### [Brief A]
Write out every web address that appears in the wildlife news roundup, in the order they occur.
### [Brief B]
Carry the wildlife news roundup forward from its last sentence with a few more sentences in the same style.

### [Exercise passage]
----

Your weekly roundup of wildlife news from across the country
Wild stories from the Week:
Help Sea Turtle hatchlings emerging from nests by leaving them alone: http://dfnd.us/2v9mJ5m
Defenders has been on the ground fighting for endangered Mexican gray wolves at the local and state levels across the Southwest. We want to make sure any recovery plan is based on the best available science, and will truly ensure a future for these wolves. We believe that the Mexican gray wolf management doesn’t meet the wolves’ needs for recovery: http://dfnd.us/2wYwdh4
A final draft of a major report on “the state of the science relating to climate change and its physical impacts” made its way to the public and it shows a dire prognosis for the future of the climate and the people, habitats and wildlife that depend on it. Read why this release makes an important statement about climate change and the impact it will have: http://dfnd.us/2vW6Spk
Chinese fishing vessel crew arrested for poaching endangered sharks after tip from National Park rangers: http://dfnd.us/2ikwAzb
New research shows that we are currently experiencing “biological annihilation” of species and may already be well into Earth’s sixth mass-extinction. Find out what it all means for wildlife and what we can still do to change the outcome: http://dfnd.us/2wN5k1X
Our Defenders in Action:
Juan Carlos Cantu, a member of our International Conservation team, was a part of the release of 26 Scarlet macaws last week in the Biosphere Reserve of Los Tuxtlas. This was the sixth release which now sums 130 macaws released in the area. This means that 25% of our goal of reaching a population of 500 macaws has been accomplished. This also means that this is the second largest population of macaws in Mexico. The released macaws are doing fine and the local communities are becoming more involved in their protection. Also, bird watching is becoming more popular in the area. The success of this project has made the environment authorities more interested in repeating the process in other protected areas and a committee of experts is being created to draft the guidelines for more reintroduction projects.

----

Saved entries
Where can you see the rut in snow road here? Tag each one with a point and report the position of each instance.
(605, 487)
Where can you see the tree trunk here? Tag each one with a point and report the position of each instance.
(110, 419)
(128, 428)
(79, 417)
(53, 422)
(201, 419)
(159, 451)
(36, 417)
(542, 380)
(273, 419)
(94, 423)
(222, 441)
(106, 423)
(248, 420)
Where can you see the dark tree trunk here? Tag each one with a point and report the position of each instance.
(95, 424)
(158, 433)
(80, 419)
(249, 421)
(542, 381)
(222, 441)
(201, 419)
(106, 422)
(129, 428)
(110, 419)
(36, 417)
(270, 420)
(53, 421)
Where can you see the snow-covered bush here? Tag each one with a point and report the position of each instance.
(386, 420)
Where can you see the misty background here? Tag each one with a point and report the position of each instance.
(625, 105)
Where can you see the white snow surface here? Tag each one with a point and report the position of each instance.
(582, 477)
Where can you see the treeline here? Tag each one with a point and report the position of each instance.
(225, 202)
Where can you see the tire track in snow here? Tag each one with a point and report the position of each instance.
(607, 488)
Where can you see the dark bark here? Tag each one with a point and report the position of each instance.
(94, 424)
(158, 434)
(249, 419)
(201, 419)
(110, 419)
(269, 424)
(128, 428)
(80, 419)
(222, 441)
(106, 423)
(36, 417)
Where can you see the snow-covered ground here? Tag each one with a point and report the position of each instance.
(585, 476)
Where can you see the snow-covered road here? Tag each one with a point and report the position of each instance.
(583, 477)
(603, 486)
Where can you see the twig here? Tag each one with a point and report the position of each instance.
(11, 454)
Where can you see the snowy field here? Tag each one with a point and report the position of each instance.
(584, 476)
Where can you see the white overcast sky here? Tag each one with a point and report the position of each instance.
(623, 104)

----

### [Task output A]
http://dfnd.us/2v9mJ5m
http://dfnd.us/2wYwdh4
http://dfnd.us/2vW6Spk
http://dfnd.us/2ikwAzb
http://dfnd.us/2wN5k1X

### [Task output B]
Defenders’ staff attends workshops to advocate conservation measures, protection and learn about current management issues and incentives for government as well as private landowners. Alex Kalfin (pictured), is the Local Government Gopher Tortoise Coordinator for the Florida Fish and Wildlife Conservation Commission who organizes and leads quarterly multi-agency public workshops, statewide. The gopher tortoise is a keystone species in six states in the Southeast. The largest population is in Florida. Its burrow has been documented as providing a home for over 350 commensal species.
Our Northwest office took out staff from some of Washington’s Congressional offices for a sailing trip on Puget Sound. We sailed through Southern Resident orcas’ critical habitat, just off the coast of Seattle, and talked about some of the issues these whales face, including prey scarcity, toxic contamination, and increasing risks of oil spills. We were joined by Dr. Lesanna Lahner, a marine wildlife veterinarian and orca researcher, who talked about her work monitoring the health of these orcas. It was a great day on the water, and we had some great conversations. We were even lucky enough to spot a pod of harbor porpoises.